Work to complete | The exercise calls for a faithful copy of all the data.
Start of Excerpted data
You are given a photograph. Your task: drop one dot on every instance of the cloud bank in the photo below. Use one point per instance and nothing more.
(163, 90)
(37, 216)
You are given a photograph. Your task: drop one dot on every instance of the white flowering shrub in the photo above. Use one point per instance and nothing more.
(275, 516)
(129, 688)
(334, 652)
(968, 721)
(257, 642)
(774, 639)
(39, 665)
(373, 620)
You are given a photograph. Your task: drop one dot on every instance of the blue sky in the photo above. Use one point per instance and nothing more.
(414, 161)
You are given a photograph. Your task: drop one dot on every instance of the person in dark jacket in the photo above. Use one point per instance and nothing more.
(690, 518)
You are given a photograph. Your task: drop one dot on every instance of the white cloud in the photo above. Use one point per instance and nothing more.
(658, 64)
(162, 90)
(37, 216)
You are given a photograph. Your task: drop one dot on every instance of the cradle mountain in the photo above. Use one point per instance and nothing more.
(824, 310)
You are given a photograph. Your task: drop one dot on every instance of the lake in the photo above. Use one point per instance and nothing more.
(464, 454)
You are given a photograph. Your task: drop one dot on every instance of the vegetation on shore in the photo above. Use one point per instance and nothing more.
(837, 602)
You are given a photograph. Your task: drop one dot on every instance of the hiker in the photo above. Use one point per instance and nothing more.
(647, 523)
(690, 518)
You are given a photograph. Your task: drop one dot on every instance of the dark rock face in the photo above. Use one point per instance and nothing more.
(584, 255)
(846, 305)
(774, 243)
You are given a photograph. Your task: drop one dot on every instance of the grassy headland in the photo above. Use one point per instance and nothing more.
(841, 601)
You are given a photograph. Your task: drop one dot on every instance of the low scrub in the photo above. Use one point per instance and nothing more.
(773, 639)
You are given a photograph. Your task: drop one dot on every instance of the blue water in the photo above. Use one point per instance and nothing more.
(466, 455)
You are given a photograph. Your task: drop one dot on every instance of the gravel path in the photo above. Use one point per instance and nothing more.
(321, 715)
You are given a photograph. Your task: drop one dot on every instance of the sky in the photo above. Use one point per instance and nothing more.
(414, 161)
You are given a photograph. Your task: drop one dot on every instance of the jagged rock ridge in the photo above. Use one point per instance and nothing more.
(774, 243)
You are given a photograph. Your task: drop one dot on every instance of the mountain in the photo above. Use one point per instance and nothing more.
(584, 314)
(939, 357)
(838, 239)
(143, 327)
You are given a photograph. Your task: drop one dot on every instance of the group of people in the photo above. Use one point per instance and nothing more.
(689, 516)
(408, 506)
End of Excerpted data
Solution |
You are given a photograph. Your task: drop one dot on every instance of the cloud bank in the photo below. Use one point per instance and nothing more.
(163, 90)
(37, 216)
You are given a photograph. Your task: drop one dot on every instance of the white flowering shrub in the photo above. Use one point per instance and nothing more.
(275, 516)
(129, 688)
(334, 652)
(968, 721)
(257, 642)
(774, 639)
(39, 665)
(373, 620)
You are given a photograph. Your task: drop one dot on every instance of the blue sky in the photo above. Use one point per instance and nothing more.
(414, 161)
You are given a photograph. Your task: drop one dot on every instance of the person in dark jacket in the photo above. Use one point per instance and nothing more.
(690, 518)
You are given a photograph. Your task: drop one dot on every instance of the white cloud in the photo above. Use one point per instance and nothing more.
(658, 64)
(162, 90)
(37, 216)
You are given a photograph. Your task: drop one dot on every instance of the cradle mountain in the photo above. Use one point per instance and nothing more.
(824, 310)
You are given a photograph. Your task: drop one dot on every instance of the lake in the photo above. Use one point per instance and nothing more.
(464, 454)
You are given a photograph. Your task: drop one dot on every instance of the vegetation on shore in the photo above. Use one point per instance and nothing more.
(837, 602)
You are given a photograph. Your task: drop one dot on every instance of the hiker in the photo above. Use one point per instance and nothing more.
(647, 523)
(690, 518)
You are given a photograph. Your task: drop one dot on every instance of the dark rock face in the photo above. Use one point per instance and nothing more.
(584, 255)
(846, 305)
(774, 243)
You are given a photograph. Your task: drop one dot on every instance of the grassy headland in the photo above. Use one point per instance and nothing more.
(841, 601)
You are given a photograph. Your task: drop one dot on every instance of the low scrub in the photo above. Use one point per instance and nothing more.
(773, 639)
You are given a photograph. Your task: drop one dot on every instance of the blue water in the photo above. Use one point per instance and nothing more.
(466, 455)
You are given a photograph. Your task: drop one dot on every instance of the gravel path in the photo above. Use one point per instance and nothing more.
(321, 715)
You are given a photograph. Your task: drop one dot on every instance of the sky in the photo above. Use one point per instance and nothing more.
(414, 161)
You are given a photograph. Your task: drop one dot on every instance of the jagged rock ridge in the photo above. Use one point per instance and nothing more.
(774, 243)
You are given a photograph. Your task: drop one dot on every instance of the mountain in the photo above. Use one point per instance and nothing more.
(584, 314)
(939, 357)
(838, 239)
(143, 327)
You are given a photograph. Your task: drop one dot on every instance of the group of people in the photo above. Use one point per instance and nothing more.
(689, 516)
(408, 506)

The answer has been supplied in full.